··· 本文 ···

Y医師との出会い

 先だってわたしは、息子の腫瘍治療に、大きな影響を及ぼした医師が二人いる、というように書いたかと思います。生検手術の直前に、もう一人の医師と初めて顔を会わせました。それが血液腫瘍科で、息子の治療の主治医となったY医師でした。


 男性にしては小柄な方で、大きな声ではないけれどよく通る声と、非常に紳士的な仕草と言葉運びが印象的な方でした。生検手術の待機中、主治医になった旨を伝えに、息子の病室にいらっしゃったのが、初めだったと思います。


 わたしが、ああ、この人は優しい人なんだろうなあ、と思ったのは、実はこの初対面の時でした。Y医師は息子に声をかけ、一緒に頑張ろうね、と話しました。その後、息子の動かせない足に触ったのですが、その時の、何とも表現しがたい表情が、わたしの記憶には強く残っています。


 語弊を恐れずに、敢えて表現するならば、これは難しいぞ、という感情を、どうにか表面に出さないように堪えた様な顔。それまで報告で予想していた事と、その瞬間に理解した事、様々な思いが入り交じり、沸き起こった複雑な感情を、どうにか押し殺そうとした顔でした。もしかしたら、そうした表情が隠しきれない事は、医師として余りよろしくはないかも知れませんが、少なくともわたしは、この時、この押し殺そうとして出来なかった顔に、人間味と信頼感を覚えた記憶があります。この人はきっと、わたし達親と同じ目線に立っている。そういう気持ちで治療に挑んで下さる方だ。そんな風に感じたのです。

··· 与えられた資料 ···

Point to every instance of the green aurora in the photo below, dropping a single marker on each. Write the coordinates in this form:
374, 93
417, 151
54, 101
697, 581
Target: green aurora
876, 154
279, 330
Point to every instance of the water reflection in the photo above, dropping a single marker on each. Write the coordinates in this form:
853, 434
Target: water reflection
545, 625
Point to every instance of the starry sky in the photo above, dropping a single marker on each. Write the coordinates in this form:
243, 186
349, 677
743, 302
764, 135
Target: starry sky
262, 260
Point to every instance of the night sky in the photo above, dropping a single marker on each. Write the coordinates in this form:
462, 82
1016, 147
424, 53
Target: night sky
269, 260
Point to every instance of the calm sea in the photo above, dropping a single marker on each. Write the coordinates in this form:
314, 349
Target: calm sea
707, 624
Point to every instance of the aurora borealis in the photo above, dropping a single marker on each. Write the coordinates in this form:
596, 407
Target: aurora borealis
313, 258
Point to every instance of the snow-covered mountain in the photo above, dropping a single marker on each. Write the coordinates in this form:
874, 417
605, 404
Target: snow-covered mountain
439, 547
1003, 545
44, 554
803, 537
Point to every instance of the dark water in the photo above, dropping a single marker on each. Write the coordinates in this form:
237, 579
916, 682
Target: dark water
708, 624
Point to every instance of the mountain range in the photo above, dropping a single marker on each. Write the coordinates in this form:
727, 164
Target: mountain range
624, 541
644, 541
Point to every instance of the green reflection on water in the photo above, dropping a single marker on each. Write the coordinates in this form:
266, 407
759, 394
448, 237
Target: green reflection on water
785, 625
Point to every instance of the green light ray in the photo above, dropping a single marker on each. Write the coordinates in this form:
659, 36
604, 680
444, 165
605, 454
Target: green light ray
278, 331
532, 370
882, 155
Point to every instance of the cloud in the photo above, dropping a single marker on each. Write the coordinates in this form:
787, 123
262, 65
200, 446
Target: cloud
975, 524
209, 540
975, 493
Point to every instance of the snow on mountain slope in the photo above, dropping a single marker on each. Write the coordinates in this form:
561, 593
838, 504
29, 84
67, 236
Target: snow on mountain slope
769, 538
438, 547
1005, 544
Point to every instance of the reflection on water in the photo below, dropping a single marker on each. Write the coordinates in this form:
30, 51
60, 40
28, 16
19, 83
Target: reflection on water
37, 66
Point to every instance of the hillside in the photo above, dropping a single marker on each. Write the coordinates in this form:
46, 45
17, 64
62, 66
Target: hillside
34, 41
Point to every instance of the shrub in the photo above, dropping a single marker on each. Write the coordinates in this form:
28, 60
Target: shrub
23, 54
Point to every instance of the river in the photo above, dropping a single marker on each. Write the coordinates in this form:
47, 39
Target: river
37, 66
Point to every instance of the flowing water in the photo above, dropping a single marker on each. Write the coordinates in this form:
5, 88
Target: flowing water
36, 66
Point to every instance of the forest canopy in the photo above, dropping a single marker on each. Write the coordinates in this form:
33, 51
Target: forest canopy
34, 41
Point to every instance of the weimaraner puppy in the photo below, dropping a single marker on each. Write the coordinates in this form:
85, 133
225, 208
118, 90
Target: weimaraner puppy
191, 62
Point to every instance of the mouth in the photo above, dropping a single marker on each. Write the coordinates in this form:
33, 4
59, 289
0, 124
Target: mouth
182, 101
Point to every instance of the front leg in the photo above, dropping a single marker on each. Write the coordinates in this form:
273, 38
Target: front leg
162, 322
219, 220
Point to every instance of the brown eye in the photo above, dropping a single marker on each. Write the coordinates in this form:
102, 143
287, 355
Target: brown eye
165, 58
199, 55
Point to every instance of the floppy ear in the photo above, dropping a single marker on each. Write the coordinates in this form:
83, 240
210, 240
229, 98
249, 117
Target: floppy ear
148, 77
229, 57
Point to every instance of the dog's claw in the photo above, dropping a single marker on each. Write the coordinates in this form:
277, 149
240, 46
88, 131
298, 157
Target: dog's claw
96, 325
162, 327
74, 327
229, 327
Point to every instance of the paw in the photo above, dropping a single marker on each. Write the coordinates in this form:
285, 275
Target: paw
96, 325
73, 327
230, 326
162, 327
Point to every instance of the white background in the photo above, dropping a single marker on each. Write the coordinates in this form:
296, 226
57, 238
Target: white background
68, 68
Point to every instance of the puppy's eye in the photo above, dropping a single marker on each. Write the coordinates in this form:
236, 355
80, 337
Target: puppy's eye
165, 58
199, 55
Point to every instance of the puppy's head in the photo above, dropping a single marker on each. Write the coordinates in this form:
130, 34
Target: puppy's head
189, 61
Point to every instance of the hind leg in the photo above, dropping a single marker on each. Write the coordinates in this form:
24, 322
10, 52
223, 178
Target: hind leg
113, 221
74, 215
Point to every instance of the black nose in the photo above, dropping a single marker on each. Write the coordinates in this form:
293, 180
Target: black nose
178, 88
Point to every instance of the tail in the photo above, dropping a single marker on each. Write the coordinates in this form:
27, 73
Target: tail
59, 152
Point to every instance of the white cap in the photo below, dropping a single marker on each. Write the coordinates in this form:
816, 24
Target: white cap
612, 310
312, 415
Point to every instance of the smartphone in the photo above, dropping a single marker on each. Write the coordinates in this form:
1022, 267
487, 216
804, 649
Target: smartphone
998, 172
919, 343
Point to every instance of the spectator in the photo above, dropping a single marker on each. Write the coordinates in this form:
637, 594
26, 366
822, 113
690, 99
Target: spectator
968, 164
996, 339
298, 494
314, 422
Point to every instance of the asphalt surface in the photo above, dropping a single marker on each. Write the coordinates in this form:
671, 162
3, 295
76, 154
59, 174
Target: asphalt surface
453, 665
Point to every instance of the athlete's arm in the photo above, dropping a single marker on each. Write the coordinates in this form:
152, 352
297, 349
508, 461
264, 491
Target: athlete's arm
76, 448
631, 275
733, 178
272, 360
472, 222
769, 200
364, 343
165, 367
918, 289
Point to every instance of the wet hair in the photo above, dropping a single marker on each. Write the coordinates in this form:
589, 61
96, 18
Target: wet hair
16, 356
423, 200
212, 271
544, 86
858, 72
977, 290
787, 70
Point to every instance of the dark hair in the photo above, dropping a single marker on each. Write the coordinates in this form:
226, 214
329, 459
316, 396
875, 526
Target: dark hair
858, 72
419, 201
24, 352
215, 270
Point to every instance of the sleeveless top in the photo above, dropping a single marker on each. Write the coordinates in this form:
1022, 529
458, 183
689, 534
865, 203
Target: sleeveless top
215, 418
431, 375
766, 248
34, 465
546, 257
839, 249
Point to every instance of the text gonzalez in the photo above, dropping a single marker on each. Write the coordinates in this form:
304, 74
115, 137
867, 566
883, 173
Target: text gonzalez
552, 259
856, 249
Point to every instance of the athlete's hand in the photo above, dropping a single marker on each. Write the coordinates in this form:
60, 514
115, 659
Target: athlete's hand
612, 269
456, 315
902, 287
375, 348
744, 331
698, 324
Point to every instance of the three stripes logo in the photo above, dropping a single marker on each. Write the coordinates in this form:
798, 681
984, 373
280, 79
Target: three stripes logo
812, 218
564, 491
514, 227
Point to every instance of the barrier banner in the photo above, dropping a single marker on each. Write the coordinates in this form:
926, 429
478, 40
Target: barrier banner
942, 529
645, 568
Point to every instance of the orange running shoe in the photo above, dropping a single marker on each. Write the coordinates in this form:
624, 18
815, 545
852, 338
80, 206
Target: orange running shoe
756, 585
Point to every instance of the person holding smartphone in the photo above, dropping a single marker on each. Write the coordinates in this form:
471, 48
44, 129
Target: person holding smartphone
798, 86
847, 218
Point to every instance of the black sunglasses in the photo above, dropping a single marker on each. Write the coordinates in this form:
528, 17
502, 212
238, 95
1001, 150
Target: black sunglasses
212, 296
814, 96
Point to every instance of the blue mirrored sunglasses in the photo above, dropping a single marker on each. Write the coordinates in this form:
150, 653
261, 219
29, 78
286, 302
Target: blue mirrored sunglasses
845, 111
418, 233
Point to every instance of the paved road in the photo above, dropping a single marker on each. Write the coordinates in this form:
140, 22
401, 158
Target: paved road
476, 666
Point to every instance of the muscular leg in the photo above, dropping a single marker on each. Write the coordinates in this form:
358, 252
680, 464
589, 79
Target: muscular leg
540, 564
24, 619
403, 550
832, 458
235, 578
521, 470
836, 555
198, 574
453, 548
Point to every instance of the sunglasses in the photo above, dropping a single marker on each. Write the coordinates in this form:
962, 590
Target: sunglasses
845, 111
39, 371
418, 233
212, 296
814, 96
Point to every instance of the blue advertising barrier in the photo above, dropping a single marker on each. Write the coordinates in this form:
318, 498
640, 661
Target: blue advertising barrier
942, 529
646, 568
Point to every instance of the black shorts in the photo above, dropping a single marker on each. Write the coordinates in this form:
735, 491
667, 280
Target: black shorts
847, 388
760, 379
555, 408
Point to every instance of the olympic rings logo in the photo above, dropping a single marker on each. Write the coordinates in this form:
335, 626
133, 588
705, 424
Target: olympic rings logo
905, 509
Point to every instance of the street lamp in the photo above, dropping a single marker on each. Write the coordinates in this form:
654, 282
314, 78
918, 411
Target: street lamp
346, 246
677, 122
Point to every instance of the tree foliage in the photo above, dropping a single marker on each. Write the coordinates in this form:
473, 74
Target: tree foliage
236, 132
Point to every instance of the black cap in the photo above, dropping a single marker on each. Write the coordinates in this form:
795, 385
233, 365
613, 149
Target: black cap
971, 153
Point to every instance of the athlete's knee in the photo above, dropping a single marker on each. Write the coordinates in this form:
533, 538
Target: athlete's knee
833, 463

···

### 次の課題
a) 本文によると、Y医師は何科の医師として息子の主治医になったか。
b) Y医師との出会いを語る本文を、最後の文の後から書き継げ。

### 課題の解答
a) 血液腫瘍科の医師として主治医になった。

b)
 外科で行われた生検手術でしたが、Y医師は手術室に同席し、息子に付き添って様子を見、検体取得後には、迅速に検査へ回せるよう手配して下さったようでした。手術室からHCU病棟に移る息子のストレッチャーの横を、並んで歩く後ろ姿がありました。


 生検手術は問題なく終わり、数時間後、そのY医師から説明を受けました。本来、生検による病名の確定診断には、少なくとも1週間はかかるものだということでした。これは一つの病院内だけではなく、そうした診断を第三者的に行う機関があり(患者説明の書類の控えを読みながらこの文章を書いていますが、書類には『中央診断』とあり、それがその第三者的な診断機関だった事は確かですが、どんな機関で、それが名称なのか、それとも別の名前があったかは、記憶していません)ダブルチェック的な照らし合わせを行って、初めて診断確定となるのだと聞きました。それ故に、一定の時間が掛かる、と。


 しかし、息子の場合は、それ程長く待てない事情がありました。1秒でも早く、腫瘍へのアプローチを始めなければ、下肢が動かせない、麻痺している現状が、将来に渡って継続してしまう、つまり、一生、自力で立つ事も、歩く事も出来なくなってしまうおそれがあったのです。この為、息子の診断は、同病院内の病理診断科が行った、迅速診断に頼ることになりました。


 生検手術後、数時間で出た診断は「悪性リンパ腫の疑い」と言うものでした。


 悪性リンパ腫。Y医師の説明をそのまま記載すると「血液系のガンの一つ。血液と同様に全身をめぐるリンパ液の中のリンパ組織にある細胞が、ガン化して増殖する」という病気との事でした。この病気は塊(腫瘍)に成り易く、殆どの場合は首や肩等のリンパの節目(リンパ節)に出来ることが多く、その場合は外見的にも腫れ上がるので分かるそうなのですが、息子の場合はそもそもリンパ節ではない背中で腫瘍化し、しかも腫瘍が大きくなっても背骨で止められ、外見的には何の変化もなかったそうでした。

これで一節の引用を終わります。